Исходный текст:
--------------------------------------------------

Иногда я определяю Уитмена для себя как поэта открытого воздуха — не потому, что он воспевает эти вещи в манере так называемых поэтов природы, а потому, что он обладает качеством вещей на открытом воздухе, качеством того, что не имеет крова, не укрощено, элементарно и первобытно. Он нравится и он оскорбляет, точно так же, как вещи в целом. У него есть мускулы, безразличие, грубость, вирильность, неотделанность — что-то серое, невыраженное, элементарное в нем, эффект массы, размера, расстояния, текучих, исчезающих линий, нейтральных пространств — что-то неформальное, многолюдное и процессионное — что-то не обращающее внимания на критику, не делающее ставок на наши аплодисменты, не рассчитанное на то, чтобы мгновенно понравиться, не заботящееся о деталях, прозаичное, если мы сделаем его таковым, обычное, близкое, и все же вызывающее мысли и волнующее наши эмоции в необычайной степени. Длинные списки и каталоги предметов и сцен у Уитмена, которые вызвали такое веселье у критиков, являются одной из сторон его характера «вне дома» — множество конкретных предметов, роща, чаща, поле, полоса пляжа — каждый предмет четко определен, но нет попытки логической или художественной последовательности, эффект целого неформален, многолюден. Можно возразить этим страницам, что они состоят из массы деталей, которые не складываются в картину. Но каждая строка — это картина сцены или предмета. Уитмен всегда поддерживает движение, он никогда не останавливается, чтобы описать; это сплошное действие.

--------------------------------------------------

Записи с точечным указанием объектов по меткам
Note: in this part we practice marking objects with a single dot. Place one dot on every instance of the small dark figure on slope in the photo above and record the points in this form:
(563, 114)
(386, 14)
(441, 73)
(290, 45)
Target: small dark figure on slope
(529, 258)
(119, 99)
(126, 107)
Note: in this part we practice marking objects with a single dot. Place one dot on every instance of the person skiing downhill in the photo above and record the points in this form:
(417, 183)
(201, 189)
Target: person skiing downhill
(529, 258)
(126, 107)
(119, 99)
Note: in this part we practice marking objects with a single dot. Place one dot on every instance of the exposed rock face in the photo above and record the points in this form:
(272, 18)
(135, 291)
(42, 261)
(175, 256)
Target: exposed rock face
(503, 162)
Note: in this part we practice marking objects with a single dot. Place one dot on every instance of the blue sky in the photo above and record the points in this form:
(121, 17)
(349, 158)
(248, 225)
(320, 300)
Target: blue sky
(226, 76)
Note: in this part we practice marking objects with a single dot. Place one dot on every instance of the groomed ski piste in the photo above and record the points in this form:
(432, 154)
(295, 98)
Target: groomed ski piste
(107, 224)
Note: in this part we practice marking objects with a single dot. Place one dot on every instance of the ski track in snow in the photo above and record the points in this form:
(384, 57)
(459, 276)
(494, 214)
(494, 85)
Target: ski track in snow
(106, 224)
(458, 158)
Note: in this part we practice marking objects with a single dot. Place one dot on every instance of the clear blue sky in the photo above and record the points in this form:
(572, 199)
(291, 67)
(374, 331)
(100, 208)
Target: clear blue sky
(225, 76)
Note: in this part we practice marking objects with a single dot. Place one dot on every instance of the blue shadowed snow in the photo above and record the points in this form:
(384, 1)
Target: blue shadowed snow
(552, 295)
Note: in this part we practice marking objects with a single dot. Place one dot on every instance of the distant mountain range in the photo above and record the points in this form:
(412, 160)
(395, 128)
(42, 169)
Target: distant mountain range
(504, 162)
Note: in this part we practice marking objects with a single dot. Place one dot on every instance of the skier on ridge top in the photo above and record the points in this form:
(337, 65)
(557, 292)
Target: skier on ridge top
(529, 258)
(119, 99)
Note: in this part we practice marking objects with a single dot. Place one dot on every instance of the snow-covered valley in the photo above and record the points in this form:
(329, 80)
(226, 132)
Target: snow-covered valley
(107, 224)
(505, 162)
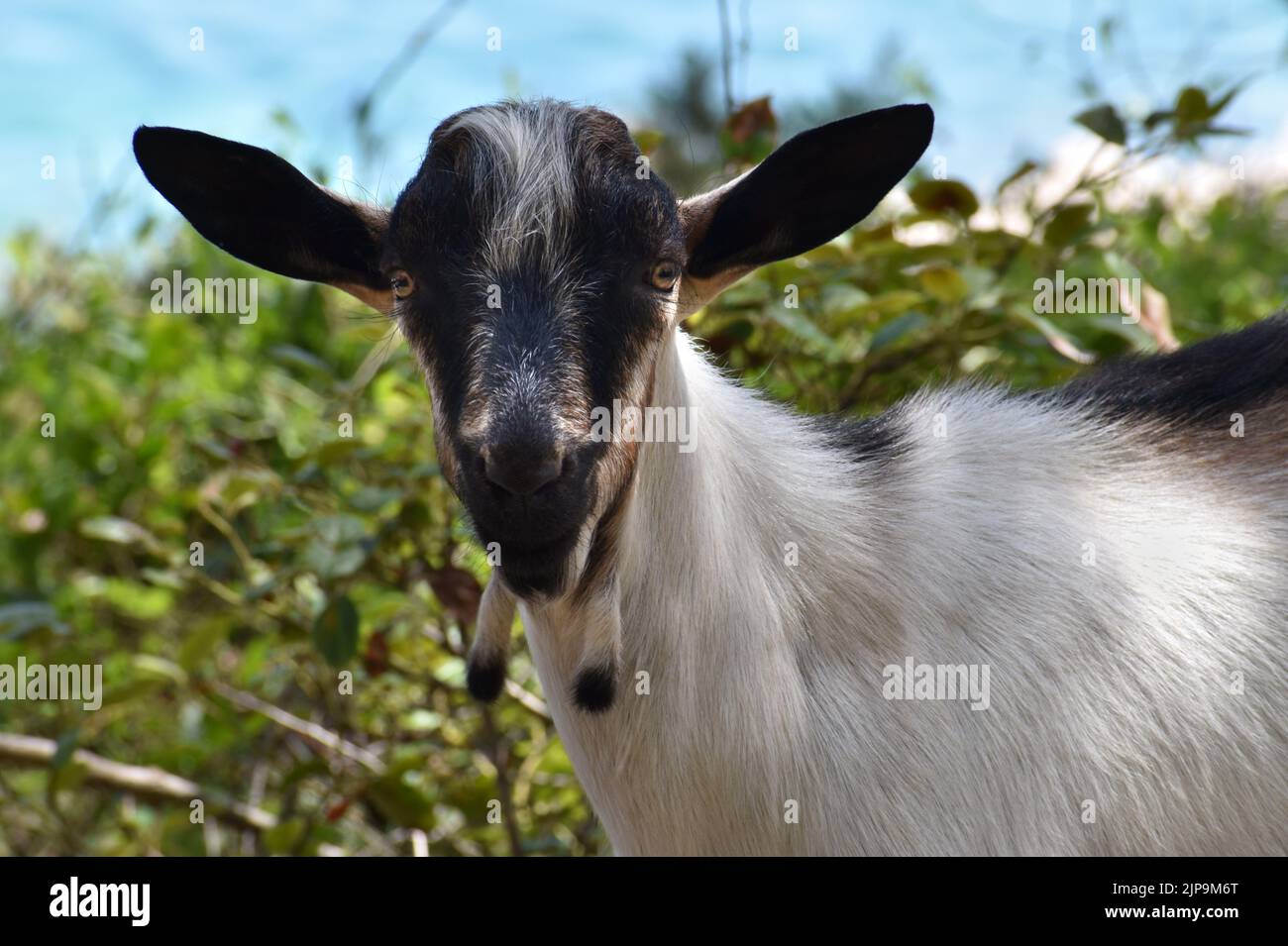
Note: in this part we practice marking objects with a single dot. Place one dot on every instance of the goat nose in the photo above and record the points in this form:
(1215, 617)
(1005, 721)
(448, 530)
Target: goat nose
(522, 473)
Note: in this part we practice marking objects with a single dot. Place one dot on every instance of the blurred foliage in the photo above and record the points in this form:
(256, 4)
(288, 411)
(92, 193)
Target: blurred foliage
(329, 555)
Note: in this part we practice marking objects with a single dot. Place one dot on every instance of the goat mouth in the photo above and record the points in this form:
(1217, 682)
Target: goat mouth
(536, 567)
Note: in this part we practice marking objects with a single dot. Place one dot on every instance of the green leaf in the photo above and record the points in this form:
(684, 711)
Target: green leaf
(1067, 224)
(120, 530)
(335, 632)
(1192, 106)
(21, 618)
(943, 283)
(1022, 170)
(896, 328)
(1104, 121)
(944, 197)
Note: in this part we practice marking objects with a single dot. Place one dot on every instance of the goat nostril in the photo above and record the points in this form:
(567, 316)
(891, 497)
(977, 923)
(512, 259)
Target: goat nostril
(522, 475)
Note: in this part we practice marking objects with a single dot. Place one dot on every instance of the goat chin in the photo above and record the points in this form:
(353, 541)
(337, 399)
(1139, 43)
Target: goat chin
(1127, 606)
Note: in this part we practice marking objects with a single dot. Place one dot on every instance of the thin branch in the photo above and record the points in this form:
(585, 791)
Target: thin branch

--------------------------------------------------

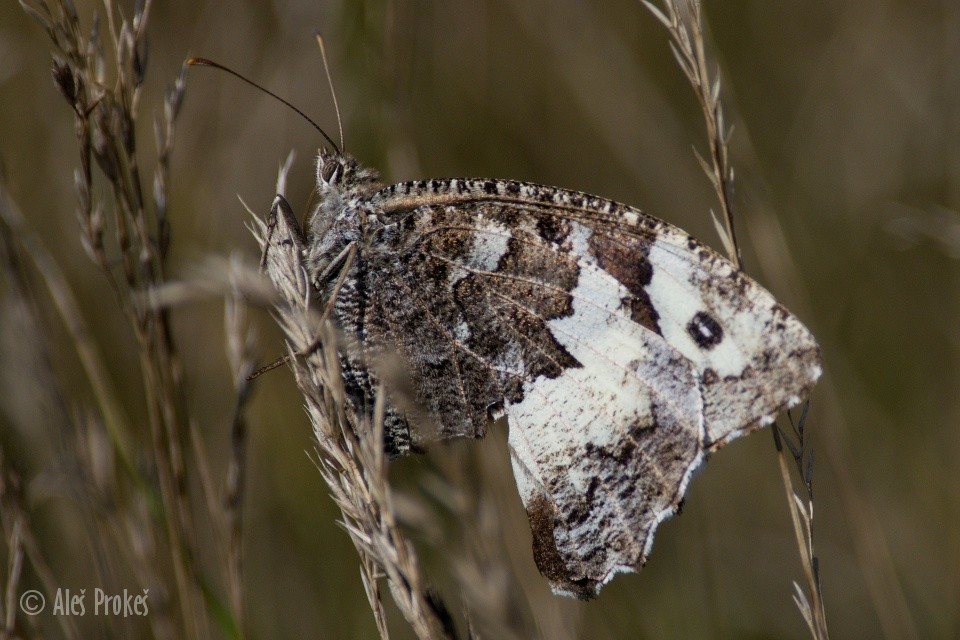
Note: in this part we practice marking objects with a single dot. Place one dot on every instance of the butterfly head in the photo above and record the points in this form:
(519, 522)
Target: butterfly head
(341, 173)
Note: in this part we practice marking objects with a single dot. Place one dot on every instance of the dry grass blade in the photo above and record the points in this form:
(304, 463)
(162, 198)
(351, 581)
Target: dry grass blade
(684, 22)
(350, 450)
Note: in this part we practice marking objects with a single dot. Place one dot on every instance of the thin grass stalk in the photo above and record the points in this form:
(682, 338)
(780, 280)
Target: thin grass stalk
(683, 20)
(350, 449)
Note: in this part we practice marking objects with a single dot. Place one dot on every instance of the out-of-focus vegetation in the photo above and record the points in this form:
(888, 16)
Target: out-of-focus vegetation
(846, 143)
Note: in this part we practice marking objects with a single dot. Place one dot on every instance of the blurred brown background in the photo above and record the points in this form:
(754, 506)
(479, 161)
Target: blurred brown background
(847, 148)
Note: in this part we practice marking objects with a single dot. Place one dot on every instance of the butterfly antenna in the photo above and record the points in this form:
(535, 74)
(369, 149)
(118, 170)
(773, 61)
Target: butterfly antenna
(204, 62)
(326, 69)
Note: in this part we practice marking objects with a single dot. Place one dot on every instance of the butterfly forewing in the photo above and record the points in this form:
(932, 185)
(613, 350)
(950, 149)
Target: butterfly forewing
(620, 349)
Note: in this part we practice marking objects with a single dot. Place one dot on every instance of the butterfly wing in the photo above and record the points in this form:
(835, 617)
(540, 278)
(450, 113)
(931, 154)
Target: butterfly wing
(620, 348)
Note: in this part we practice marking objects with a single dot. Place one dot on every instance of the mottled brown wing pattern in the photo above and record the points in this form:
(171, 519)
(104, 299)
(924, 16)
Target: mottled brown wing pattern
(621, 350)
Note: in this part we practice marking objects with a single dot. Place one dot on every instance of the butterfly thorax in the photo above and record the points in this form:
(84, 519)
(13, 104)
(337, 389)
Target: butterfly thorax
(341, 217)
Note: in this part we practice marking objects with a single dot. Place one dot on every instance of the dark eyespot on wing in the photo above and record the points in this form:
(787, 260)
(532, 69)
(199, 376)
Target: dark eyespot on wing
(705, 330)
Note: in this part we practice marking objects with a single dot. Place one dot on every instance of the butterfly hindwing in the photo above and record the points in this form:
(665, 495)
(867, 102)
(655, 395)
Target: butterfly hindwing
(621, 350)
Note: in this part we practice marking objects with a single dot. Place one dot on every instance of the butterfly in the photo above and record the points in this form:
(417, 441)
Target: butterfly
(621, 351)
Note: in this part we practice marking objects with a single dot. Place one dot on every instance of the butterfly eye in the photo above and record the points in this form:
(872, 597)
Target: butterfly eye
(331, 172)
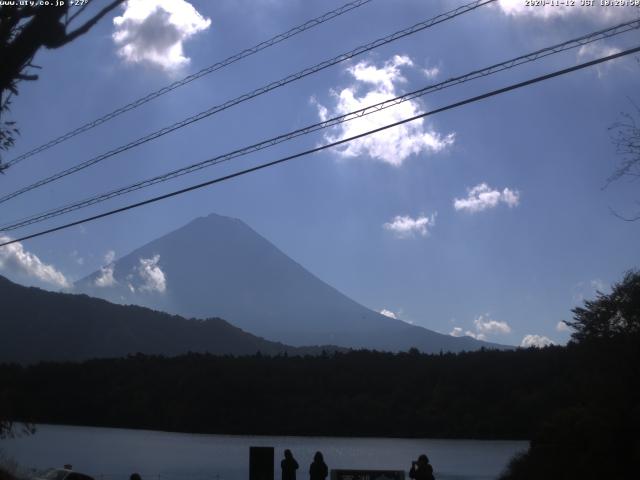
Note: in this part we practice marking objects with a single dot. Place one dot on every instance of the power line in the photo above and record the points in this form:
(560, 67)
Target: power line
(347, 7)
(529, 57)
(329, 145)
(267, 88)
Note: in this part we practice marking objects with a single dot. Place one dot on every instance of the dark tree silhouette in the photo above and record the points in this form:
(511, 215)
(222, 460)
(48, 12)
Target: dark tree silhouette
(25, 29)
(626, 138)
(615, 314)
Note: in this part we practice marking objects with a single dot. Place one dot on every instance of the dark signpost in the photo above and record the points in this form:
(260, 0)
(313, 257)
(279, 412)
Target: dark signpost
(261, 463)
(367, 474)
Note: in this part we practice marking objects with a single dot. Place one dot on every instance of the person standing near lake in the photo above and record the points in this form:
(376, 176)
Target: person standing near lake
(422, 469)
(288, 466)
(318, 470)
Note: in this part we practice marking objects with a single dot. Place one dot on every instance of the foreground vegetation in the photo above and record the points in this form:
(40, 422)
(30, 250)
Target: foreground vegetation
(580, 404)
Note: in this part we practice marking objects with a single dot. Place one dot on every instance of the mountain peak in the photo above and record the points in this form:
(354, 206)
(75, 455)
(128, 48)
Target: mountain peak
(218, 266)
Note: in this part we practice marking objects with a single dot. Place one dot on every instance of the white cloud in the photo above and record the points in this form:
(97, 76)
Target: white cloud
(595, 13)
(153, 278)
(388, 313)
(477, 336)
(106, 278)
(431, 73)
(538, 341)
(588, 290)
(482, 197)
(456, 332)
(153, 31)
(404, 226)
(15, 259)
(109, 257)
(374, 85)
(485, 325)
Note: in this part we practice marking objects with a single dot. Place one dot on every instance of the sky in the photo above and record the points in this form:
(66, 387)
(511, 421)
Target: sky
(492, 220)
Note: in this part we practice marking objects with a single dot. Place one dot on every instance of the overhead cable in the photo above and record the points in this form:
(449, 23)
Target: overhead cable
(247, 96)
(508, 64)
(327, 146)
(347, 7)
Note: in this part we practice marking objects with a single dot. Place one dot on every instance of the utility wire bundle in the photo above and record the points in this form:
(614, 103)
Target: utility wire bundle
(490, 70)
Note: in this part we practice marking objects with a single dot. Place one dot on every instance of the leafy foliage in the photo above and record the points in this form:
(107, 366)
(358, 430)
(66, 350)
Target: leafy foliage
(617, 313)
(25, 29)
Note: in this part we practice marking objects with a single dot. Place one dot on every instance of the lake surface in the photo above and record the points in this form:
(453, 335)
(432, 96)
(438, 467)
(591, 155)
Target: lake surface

--------------------------------------------------

Выполните задания:
[a] Каким поэтом автор текста об Уитмене иногда называет Уитмена для себя?
[b] Найдите в записях все строки, где встречается слово «white», и выпишите их.

Ответы к заданиям:
[a] Поэтом открытого воздуха.

[b]
Note: in this part we practice marking objects with a single dot. Place one dot on every instance of the white cloud in the photo above and record the points in this form:
Target: white cloud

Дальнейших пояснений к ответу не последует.